Document:
= = = =

It's 11 am and I've just woken up after a oarty last night...that's my excuse for not really understanding what you're getting at  :Wink:  You see that bit of code as a bug because the ebuild should just delete it automatically? Would be more efficient, and probably cause less problems for some people, but then their might be an argument for not automatically deleting such files.

 As for the automated kernel rebuild process - is that genkernel, or just a script you've set up? if genkernel's breaking, what sort of error are you getting??

----------

## BigBaaadBob

 *jcbray wrote:*   

> It's 11 am and I've just woken up after a oarty last night...that's my excuse for not really understanding what you're getting at  

 

's ok.  I'm recovering from traveling from a skating competition in Romania.  :Wink: 

 *jcbray wrote:*   

> You see that bit of code as a bug because the ebuild should just delete it automatically? Would be more efficient, and probably cause less problems for some people, but then their might be an argument for not automatically deleting such files.

= = = =

Records excerpted from a collection:
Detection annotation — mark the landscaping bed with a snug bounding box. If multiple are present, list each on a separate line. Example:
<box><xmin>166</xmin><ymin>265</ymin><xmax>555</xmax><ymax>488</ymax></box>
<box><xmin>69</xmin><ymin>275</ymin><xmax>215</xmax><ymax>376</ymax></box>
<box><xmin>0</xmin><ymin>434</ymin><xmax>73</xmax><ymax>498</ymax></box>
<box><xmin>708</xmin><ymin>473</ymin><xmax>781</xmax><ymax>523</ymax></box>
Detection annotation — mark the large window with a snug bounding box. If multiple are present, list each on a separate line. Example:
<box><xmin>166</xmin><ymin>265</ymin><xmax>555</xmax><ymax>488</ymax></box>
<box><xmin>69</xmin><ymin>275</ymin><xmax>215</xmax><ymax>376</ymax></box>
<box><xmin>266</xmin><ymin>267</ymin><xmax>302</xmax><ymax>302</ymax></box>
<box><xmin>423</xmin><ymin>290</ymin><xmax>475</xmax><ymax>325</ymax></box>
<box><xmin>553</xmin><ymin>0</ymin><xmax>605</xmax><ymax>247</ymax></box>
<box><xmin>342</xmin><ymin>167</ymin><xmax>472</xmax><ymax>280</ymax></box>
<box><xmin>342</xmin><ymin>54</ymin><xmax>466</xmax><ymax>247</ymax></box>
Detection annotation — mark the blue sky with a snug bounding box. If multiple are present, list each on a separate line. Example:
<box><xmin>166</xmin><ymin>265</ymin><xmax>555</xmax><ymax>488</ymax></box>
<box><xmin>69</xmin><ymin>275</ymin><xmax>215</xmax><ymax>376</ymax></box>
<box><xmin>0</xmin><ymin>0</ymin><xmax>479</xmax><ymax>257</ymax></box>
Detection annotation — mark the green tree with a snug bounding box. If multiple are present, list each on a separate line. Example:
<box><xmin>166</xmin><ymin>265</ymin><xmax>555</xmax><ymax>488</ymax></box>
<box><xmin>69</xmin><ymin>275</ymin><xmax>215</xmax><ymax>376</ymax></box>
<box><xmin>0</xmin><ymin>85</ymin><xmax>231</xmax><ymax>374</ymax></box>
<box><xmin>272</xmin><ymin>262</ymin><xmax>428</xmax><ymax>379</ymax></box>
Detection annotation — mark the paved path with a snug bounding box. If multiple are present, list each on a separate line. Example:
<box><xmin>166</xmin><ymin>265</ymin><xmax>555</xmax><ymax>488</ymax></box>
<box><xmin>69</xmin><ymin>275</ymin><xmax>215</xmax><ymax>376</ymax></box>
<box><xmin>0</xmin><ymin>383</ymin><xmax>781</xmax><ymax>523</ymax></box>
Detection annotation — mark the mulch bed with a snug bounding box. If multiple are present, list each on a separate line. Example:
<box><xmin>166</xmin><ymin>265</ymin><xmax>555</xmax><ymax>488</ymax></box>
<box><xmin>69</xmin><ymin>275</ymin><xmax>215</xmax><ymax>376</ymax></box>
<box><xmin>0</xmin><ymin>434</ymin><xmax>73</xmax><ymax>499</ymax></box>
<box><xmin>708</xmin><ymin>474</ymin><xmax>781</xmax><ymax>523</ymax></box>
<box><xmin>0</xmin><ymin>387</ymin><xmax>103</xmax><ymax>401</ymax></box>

= = = =

Required task: Please copy the forum thread from the words "As for the automated" through the words "are you getting??", swapping "script" for "cron job".

The answer:
As for the automated kernel rebuild process - is that genkernel, or just a cron job you've set up? if genkernel's breaking, what sort of error are you getting??